# [REQUIRED WORK]
**a.** Please answer these questions from the Thomas Mather biography.
(i) In which county and state was Mather born?
(ii) On what date was he elected Speaker of the Fourth General Assembly?
(iii) Of what institution did he become President after resigning from the Senate in 1835?
**b.** Rewrite the stretch of the Thomas Mather biography from "Mather died on" through "present capitol grounds.", changing "Philadelphia" to "Baltimore".

# [EXERCISE TEXT]

= Thomas Mather (politician) =

American Politician

Thomas Mather (1795-1853) was an American politician in Illinois who served in the Illinois House of Representatives and the Illinois Senate.

==Biography==
Thomas Mather was born April 24, 1795, in Hartford County, Connecticut. He is a direct descendant of the Puritan migrant Increase Mather and his son, Cotton Mather, the influential minister and clergyman. After time in New York, he arrived in southern Illinois around 1820. He was active in business in Kaskaskia, Illinois and helped lay out the town of Chester, Illinois. He was elected to the Illinois House of Representatives from Randolph County, Illinois. After serving in the Illinois House during the Second and Third General Assemblies, he was elected Speaker of the Fourth General Assembly on November 15, 1824. He was a fierce opponent of slavery and bitterly fought the call for a pro-slavery constitutional convention in 1824. He resigned shortly after to accept a position to locate a military road from Independence, Missouri, to Santa Fe, New Mexico. He served another House term in the Sixth General Assembly. He was then elected to the Illinois Senate for the Eighth and Ninth General Assemblies.

On May 11, 1835, Mather resigned from the Senate to take the role of President at the recently chartered State Bank of Illinois. He remained involved in social causes including the hosting of Dorothea Dix when she came to Illinois to persuade the legislature to build a hospital for the mentally ill. His interest in higher education led him to serve as a trustee of Illinois College in Jacksonville, Illinois, and to give generous financial support to that and other institutions of learning.

Mather died on a visit to Philadelphia on March 28, 1853. After his death, Mather's widow sold their Springfield house property to the State of Illinois, which converted the land into a portion of the present capitol grounds.

# [RECORDED INFORMATION]
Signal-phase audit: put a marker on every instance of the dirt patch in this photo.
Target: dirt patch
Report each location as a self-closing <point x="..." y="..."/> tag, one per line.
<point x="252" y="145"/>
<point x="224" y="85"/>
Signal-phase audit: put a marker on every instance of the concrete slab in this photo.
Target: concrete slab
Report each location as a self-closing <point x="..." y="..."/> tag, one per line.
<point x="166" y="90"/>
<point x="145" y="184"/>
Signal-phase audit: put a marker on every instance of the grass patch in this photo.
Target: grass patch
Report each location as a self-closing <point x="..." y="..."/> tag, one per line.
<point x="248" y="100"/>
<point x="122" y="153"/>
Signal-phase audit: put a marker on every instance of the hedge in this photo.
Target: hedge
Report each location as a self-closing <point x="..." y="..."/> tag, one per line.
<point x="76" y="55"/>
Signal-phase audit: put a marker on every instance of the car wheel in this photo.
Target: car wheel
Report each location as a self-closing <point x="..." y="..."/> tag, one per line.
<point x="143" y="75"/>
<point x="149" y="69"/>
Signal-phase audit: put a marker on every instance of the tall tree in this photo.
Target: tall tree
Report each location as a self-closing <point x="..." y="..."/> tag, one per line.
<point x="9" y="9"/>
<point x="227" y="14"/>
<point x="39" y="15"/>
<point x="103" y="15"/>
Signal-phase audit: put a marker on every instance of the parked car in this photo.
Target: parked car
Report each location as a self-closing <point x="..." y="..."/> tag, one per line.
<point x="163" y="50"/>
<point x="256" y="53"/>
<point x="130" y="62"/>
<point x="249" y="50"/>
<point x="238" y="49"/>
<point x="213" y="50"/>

---

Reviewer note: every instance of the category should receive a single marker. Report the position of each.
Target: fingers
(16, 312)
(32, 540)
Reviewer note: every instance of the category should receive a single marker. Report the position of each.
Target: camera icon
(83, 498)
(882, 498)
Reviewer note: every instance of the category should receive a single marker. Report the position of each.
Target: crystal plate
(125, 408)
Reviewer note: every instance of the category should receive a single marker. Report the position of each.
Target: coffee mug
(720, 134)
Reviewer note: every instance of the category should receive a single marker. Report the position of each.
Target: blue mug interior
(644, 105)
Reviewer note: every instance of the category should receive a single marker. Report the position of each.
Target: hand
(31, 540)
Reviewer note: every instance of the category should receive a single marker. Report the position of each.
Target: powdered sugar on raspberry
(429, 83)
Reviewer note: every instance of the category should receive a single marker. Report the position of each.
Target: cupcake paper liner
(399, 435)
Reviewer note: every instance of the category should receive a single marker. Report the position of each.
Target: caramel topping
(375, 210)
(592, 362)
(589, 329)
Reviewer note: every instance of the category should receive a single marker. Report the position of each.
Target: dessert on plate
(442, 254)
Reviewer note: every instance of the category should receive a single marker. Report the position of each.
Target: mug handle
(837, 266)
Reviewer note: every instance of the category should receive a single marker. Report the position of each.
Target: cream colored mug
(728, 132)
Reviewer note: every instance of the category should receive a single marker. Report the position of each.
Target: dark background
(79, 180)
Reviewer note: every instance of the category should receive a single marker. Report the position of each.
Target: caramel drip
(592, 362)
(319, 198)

...

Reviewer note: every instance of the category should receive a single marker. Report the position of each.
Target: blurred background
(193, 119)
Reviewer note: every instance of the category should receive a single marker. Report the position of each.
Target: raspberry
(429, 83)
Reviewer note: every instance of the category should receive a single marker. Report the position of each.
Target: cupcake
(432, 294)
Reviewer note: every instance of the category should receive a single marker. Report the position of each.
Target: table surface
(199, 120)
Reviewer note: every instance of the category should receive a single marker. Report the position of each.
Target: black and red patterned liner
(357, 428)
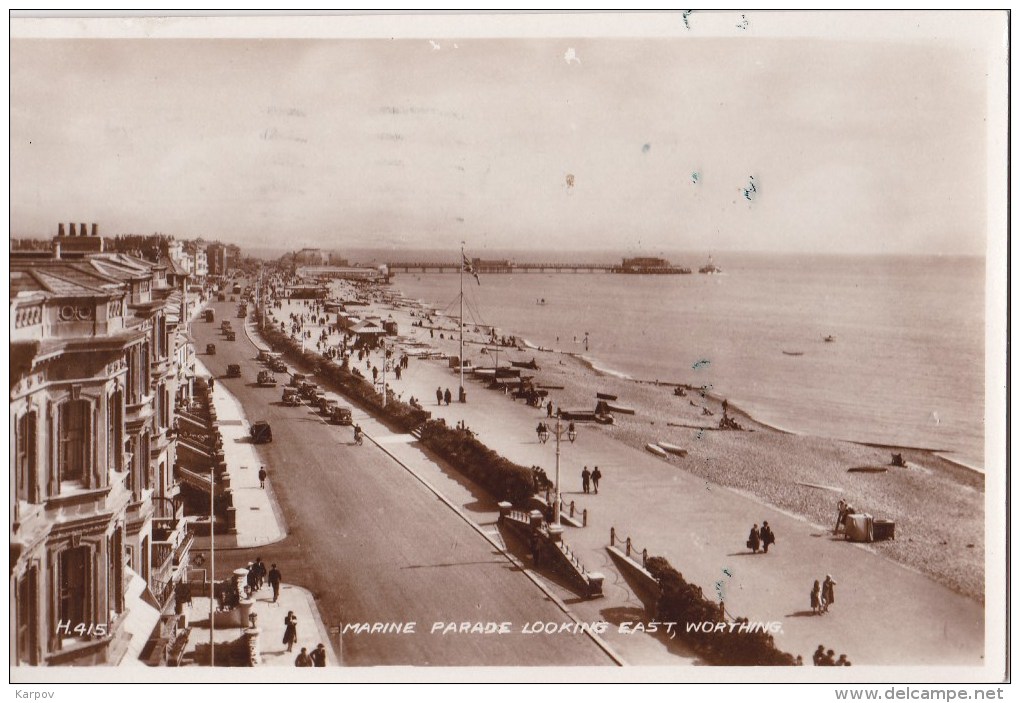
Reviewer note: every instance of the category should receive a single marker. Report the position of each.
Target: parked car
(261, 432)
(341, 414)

# [ANSWERS BY ITEM]
**a.**
(i) Hartford County, Connecticut
(ii) November 15, 1824
(iii) The State Bank of Illinois

**b.**
Mather died on a visit to Baltimore on March 28, 1853. After his death, Mather's widow sold their Springfield house property to the State of Illinois, which converted the land into a portion of the present capitol grounds.